--- begin Records shown ---

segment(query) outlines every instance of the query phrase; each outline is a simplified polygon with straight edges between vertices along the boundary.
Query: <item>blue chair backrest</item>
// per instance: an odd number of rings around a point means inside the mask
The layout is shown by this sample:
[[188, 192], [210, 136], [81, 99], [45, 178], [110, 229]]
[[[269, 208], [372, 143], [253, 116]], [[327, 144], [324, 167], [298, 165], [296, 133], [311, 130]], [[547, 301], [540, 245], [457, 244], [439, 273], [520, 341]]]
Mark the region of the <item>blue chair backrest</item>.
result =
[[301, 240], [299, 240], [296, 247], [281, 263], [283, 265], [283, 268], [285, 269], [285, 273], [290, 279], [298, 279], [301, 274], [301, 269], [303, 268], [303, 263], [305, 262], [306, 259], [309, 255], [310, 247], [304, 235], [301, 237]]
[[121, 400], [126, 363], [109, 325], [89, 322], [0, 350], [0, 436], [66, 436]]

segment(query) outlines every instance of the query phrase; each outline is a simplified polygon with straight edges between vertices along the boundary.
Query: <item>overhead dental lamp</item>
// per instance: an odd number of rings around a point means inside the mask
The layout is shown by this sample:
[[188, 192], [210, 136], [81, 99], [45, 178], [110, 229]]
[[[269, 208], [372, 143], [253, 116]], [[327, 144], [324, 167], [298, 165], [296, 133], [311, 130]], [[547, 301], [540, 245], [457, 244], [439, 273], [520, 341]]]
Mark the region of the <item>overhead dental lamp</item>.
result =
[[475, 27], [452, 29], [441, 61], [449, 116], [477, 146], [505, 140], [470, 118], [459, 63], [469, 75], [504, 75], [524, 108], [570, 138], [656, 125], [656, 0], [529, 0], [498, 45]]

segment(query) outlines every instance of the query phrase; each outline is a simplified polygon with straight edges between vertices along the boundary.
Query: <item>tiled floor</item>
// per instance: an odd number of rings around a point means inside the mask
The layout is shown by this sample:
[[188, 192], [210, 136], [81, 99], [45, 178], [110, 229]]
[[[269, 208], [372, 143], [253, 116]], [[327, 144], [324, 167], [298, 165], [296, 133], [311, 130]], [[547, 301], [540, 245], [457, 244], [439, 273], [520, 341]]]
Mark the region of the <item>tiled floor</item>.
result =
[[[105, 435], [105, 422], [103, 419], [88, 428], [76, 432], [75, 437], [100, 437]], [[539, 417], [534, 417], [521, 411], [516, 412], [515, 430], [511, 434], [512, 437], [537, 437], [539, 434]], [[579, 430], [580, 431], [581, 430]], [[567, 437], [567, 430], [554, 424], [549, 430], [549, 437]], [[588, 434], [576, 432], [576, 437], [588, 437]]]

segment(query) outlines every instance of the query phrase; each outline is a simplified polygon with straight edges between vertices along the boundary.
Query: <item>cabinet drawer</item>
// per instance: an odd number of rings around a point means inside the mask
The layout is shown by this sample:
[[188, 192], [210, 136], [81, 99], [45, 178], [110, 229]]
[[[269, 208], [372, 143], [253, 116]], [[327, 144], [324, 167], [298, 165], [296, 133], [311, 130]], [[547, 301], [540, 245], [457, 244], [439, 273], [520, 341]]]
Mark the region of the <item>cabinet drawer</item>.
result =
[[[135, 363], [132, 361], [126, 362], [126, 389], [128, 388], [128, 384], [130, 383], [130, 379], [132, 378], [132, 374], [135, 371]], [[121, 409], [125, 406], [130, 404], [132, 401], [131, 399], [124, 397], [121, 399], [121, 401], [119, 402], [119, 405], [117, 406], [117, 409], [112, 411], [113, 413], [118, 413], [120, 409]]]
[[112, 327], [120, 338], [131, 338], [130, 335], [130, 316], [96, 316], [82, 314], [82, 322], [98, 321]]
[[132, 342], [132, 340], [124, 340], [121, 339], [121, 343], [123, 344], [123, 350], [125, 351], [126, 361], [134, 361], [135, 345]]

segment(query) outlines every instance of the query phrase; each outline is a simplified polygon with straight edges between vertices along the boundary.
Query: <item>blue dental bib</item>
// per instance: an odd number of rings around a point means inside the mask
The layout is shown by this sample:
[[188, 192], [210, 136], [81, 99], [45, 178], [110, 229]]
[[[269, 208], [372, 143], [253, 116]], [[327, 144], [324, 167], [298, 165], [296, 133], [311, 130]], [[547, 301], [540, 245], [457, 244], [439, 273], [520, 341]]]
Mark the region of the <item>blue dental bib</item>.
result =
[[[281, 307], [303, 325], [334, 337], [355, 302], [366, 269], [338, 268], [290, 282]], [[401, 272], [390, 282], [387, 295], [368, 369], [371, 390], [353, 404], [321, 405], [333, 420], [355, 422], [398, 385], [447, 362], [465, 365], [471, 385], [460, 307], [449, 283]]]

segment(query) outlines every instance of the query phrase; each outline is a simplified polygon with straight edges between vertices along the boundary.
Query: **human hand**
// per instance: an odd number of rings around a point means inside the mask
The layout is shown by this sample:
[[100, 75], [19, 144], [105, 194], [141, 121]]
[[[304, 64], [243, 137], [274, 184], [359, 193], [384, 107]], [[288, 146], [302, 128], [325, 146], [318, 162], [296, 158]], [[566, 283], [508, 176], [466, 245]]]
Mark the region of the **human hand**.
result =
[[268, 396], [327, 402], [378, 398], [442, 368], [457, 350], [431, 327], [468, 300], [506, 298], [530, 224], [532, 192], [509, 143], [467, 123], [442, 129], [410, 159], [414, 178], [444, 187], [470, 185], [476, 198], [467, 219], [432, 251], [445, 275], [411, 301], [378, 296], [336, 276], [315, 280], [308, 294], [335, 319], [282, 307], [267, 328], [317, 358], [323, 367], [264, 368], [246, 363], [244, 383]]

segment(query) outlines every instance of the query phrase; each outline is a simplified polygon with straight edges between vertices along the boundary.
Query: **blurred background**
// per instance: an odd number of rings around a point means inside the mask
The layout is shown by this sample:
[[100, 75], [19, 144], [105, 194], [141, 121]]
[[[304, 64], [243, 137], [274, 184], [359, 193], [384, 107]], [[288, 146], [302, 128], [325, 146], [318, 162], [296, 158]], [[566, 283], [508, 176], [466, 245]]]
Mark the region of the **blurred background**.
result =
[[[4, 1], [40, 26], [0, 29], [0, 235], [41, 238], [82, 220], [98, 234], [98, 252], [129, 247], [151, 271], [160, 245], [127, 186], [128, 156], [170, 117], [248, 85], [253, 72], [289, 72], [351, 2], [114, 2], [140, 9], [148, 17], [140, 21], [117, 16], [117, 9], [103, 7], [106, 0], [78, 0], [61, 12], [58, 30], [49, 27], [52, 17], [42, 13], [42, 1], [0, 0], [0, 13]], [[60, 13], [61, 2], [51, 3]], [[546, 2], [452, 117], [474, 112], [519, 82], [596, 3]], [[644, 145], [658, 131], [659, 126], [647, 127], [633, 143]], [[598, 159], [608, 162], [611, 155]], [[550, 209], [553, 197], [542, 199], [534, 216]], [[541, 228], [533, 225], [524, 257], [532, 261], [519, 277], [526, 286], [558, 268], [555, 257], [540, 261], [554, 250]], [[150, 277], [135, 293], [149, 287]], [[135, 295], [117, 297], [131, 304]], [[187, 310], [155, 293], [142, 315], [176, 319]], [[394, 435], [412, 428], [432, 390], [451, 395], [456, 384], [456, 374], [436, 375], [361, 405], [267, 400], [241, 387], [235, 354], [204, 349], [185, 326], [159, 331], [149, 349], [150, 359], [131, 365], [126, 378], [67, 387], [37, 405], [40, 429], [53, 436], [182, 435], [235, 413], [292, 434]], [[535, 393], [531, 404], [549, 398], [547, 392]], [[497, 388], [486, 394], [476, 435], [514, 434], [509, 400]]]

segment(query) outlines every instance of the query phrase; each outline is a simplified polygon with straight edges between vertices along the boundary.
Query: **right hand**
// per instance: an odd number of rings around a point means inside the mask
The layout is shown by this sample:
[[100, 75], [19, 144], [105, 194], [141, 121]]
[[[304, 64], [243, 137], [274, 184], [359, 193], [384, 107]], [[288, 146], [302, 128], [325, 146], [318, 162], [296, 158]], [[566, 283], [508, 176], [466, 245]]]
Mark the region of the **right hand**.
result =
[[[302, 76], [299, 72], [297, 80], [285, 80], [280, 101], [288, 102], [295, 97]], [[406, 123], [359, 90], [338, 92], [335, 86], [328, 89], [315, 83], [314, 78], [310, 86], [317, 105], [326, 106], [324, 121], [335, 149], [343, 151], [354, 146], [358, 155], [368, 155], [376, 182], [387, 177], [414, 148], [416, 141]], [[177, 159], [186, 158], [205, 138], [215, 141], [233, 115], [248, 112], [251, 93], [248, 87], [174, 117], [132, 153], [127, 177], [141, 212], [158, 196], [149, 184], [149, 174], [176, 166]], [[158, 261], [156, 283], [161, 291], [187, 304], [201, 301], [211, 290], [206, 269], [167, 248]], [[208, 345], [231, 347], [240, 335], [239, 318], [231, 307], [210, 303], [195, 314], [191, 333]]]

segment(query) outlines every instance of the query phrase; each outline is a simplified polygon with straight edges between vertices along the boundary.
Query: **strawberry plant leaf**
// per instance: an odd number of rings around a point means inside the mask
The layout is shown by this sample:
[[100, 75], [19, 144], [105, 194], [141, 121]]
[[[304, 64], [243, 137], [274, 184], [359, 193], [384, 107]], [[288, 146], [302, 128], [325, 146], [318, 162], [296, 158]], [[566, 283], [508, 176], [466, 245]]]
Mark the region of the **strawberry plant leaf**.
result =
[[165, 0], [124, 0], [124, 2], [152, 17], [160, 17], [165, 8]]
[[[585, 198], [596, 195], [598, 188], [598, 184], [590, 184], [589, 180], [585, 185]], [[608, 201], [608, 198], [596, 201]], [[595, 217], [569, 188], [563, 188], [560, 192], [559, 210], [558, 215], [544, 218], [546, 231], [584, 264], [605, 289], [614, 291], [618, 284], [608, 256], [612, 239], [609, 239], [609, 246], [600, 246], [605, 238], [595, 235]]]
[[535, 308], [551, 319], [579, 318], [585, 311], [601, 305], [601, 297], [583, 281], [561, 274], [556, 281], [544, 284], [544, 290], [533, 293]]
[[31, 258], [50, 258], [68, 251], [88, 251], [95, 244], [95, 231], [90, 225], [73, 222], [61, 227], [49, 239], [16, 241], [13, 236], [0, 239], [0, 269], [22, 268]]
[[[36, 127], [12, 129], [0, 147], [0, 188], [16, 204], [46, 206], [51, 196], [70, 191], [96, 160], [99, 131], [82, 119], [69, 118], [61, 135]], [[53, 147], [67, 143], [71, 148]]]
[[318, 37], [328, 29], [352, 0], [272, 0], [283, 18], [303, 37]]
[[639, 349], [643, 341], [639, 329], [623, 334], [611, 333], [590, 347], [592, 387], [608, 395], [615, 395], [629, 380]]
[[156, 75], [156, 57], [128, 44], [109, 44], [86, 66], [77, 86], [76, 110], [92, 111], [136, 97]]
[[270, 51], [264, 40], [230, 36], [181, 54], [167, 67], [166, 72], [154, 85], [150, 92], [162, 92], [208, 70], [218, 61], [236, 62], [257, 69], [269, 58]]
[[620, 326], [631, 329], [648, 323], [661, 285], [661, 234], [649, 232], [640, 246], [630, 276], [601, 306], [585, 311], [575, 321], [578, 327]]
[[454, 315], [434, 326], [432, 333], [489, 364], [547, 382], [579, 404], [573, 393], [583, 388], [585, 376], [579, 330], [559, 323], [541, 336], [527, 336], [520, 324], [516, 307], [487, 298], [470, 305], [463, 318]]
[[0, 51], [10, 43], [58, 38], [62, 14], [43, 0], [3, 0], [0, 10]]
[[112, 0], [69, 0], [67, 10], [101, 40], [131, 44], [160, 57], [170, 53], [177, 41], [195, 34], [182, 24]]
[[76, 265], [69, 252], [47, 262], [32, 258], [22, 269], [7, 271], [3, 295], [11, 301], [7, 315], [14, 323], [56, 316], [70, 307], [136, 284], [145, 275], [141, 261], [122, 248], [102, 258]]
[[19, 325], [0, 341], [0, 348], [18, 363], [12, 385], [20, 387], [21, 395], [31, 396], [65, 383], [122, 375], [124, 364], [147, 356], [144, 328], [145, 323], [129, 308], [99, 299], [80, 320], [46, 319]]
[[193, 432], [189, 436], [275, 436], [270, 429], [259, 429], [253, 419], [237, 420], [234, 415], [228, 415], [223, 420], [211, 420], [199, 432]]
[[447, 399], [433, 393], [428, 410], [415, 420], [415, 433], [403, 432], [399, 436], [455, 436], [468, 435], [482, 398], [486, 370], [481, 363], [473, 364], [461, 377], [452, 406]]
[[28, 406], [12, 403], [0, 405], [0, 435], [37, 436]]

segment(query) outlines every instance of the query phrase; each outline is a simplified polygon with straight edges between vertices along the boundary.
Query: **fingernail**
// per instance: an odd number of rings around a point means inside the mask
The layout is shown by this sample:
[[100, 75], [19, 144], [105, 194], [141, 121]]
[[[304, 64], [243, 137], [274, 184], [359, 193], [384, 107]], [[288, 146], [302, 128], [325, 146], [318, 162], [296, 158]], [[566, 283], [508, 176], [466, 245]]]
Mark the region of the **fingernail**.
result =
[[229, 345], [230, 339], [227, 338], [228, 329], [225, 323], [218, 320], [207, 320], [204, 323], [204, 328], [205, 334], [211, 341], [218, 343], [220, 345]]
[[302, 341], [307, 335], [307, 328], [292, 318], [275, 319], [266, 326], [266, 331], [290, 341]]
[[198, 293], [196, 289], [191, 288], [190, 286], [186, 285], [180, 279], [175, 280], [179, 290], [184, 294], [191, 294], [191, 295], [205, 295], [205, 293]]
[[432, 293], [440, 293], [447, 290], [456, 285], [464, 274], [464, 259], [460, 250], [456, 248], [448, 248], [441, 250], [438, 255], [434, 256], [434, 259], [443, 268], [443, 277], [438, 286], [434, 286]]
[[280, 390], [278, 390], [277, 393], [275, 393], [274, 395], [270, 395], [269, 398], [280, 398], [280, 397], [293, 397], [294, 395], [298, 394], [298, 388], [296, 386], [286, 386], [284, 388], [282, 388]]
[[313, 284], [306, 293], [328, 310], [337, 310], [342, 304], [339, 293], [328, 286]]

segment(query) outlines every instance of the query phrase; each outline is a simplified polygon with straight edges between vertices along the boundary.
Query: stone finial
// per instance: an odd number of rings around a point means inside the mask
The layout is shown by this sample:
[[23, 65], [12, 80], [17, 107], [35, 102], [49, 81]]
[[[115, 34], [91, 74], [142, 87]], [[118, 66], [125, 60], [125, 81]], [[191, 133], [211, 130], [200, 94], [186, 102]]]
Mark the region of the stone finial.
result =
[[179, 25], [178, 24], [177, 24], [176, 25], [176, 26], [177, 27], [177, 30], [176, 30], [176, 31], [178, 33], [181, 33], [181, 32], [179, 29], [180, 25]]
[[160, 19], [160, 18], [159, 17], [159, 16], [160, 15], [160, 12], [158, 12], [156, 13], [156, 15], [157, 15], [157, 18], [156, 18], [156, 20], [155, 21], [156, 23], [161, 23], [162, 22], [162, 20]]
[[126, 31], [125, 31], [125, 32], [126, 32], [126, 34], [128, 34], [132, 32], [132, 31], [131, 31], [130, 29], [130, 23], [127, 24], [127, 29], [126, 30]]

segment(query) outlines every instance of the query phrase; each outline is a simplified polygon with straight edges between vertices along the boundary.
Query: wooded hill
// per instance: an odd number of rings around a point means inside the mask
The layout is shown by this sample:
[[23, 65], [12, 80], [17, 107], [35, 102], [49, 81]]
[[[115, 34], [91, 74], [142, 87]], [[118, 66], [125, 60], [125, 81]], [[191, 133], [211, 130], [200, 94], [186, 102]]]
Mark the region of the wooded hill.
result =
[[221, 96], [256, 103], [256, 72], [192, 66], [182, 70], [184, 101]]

--- end Records shown ---

Please repeat the material from its first line through the line that contains "436], [66, 436]]", keeping both of those lines.

segment(query) outlines every instance of the query phrase; each outline is a simplified polygon with straight edges between vertices along the boundary.
Query: <item>blue chair backrest</item>
// per instance: an odd number of rings around a point means inside the mask
The layout is shown by this sample:
[[188, 192], [210, 136], [81, 99], [45, 178], [110, 229]]
[[[269, 208], [372, 143], [253, 116]], [[327, 144], [324, 167], [298, 165], [296, 133], [311, 130]], [[547, 301], [540, 245], [457, 244], [439, 273], [520, 341]]]
Mark the region of the <item>blue chair backrest</item>.
result =
[[301, 240], [299, 240], [296, 247], [281, 263], [283, 265], [283, 268], [285, 269], [285, 273], [290, 279], [298, 279], [301, 274], [301, 269], [303, 268], [303, 263], [305, 262], [306, 259], [309, 255], [310, 247], [304, 235], [301, 237]]
[[121, 400], [126, 363], [109, 325], [89, 322], [0, 350], [0, 436], [66, 436]]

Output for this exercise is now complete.